[Opening Available data section]

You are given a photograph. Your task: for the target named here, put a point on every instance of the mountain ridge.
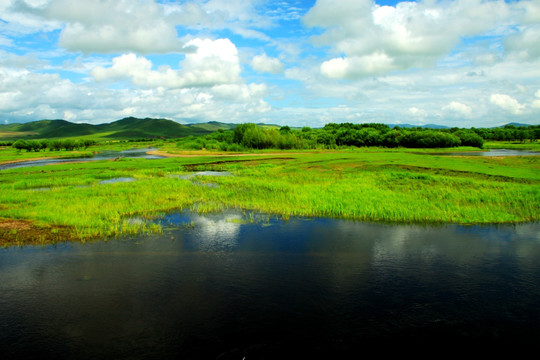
(132, 128)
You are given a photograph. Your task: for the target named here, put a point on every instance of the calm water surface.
(220, 287)
(105, 155)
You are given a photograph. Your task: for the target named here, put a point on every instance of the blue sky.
(458, 63)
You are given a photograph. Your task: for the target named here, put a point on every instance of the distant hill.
(427, 126)
(516, 125)
(124, 129)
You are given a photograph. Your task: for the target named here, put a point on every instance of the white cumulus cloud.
(507, 103)
(214, 62)
(377, 39)
(459, 108)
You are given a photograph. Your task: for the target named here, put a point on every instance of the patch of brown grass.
(18, 232)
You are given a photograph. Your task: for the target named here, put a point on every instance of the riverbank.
(375, 185)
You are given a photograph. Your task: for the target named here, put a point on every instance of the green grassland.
(68, 202)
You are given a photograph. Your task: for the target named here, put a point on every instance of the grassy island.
(45, 204)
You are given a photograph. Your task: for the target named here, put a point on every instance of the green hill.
(124, 129)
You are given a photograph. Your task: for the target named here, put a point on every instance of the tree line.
(52, 145)
(253, 136)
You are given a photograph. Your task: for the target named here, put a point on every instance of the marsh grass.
(390, 186)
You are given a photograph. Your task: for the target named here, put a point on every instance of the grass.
(67, 201)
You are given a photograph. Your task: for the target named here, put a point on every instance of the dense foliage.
(253, 136)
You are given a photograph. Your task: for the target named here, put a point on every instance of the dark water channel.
(232, 287)
(105, 155)
(493, 152)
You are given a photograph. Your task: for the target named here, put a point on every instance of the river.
(231, 286)
(105, 155)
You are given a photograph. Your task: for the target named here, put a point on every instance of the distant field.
(62, 202)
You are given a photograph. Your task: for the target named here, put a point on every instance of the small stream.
(105, 155)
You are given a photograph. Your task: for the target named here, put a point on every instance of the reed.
(375, 185)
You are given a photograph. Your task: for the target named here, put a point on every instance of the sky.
(459, 63)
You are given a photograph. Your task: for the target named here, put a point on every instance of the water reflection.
(492, 152)
(105, 155)
(231, 286)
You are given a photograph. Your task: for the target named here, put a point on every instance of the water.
(493, 152)
(222, 287)
(106, 155)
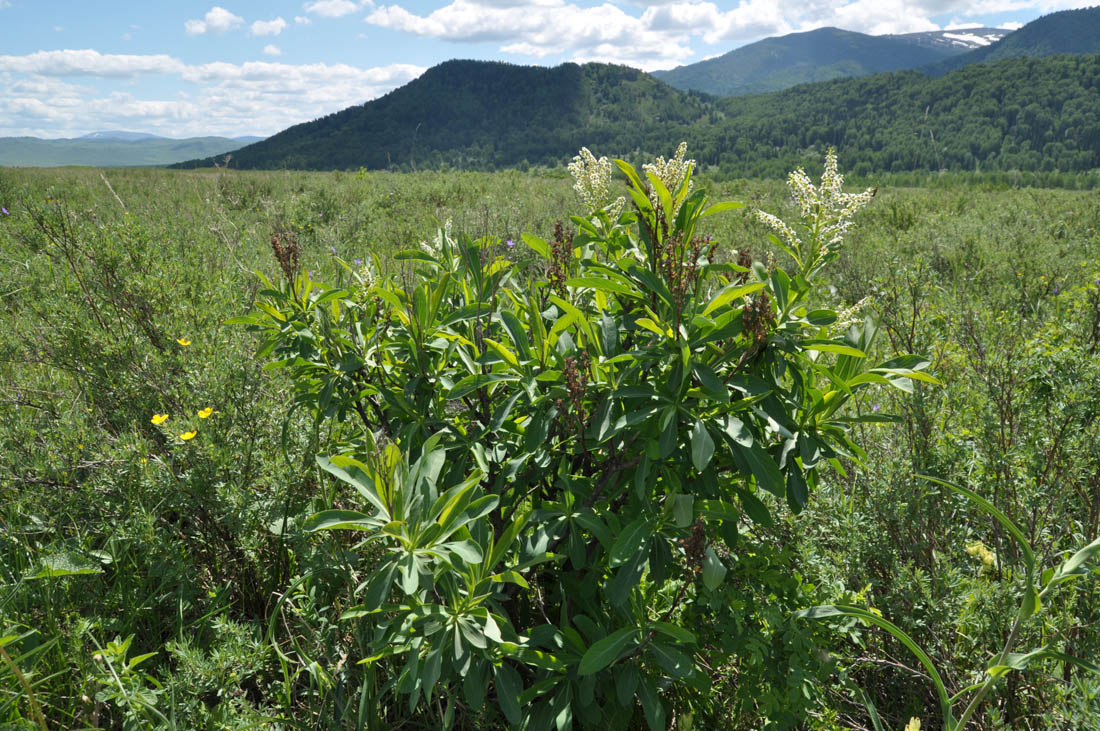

[Closing Available data section]

## The problem
Copy the listing above verbatim, leaving out pictures.

## Response to the exercise
You are given a photograph. Your task: for the target named here, put a point on every instance of the mountain ridge.
(132, 128)
You are given a photograph. Your task: for the target named here, put a point on every instance of the calm water surface.
(220, 287)
(105, 155)
You are given a photograph. Your task: for the target named here, put a point on every instance of the blue sky.
(458, 63)
You are given a photograph. Your task: for the target named here, put a point on every instance of the distant hill.
(427, 126)
(516, 125)
(124, 129)
You are given a photograph. Your task: for the target named here, put a point on every instance of the white cumulus cloud.
(507, 103)
(214, 62)
(377, 39)
(459, 108)
You are given a photograph. Your task: for the target named here, put a point on every instance of the patch of brown grass.
(18, 232)
You are given a photograph. Your task: for the target named here, put a point on every instance of the riverbank.
(375, 185)
You are given a photograph. Your task: for the target named here, put a point on every instance of the green grassland.
(68, 202)
You are given a photograph. Your task: for the target named here, put a point on every instance of the grassy island.
(45, 204)
You are given a photograph. Your task: for the target named here, put a point on every instance of the green hill.
(124, 129)
You are given a photograph. Your task: for the target named here, put a point on every instance of the tree line.
(52, 145)
(253, 136)
You are given a photograph. Your task: for the target named here, put a point on every instance of the marsh grass.
(390, 186)
You are given a photograph. Your task: for the target named here, put a point on every instance of the grass.
(67, 201)
You are given a photograph. Your task: for the target named here, put a point on every instance of the dense foliage.
(253, 136)
You are given a photograph. Your task: for the target named here, put a point on every instance of the dark water channel.
(232, 287)
(105, 155)
(493, 152)
You are given a photograph. Your task: for the target named here, put a point on every instance of the river.
(231, 286)
(105, 155)
You are given a photograph. Your task: for the target named here, put a point on every instance of the distant field.
(62, 202)
You are given a photograph. Your task: for the target named here, put a point on every instance of the small stream.
(105, 155)
You are given a photograph. Your task: for the target named here, put a point on every instance of the reed.
(375, 185)
You are given a photograph. Your task: for the target named here, put a point on every instance of the sky.
(459, 63)
You are given a photograph. Your task: for the target named here, put a point on every instance of the water reflection.
(492, 152)
(105, 155)
(231, 286)
You are given a photograph. Your task: for the target named here, put a point on every instance of the water.
(493, 152)
(222, 287)
(106, 155)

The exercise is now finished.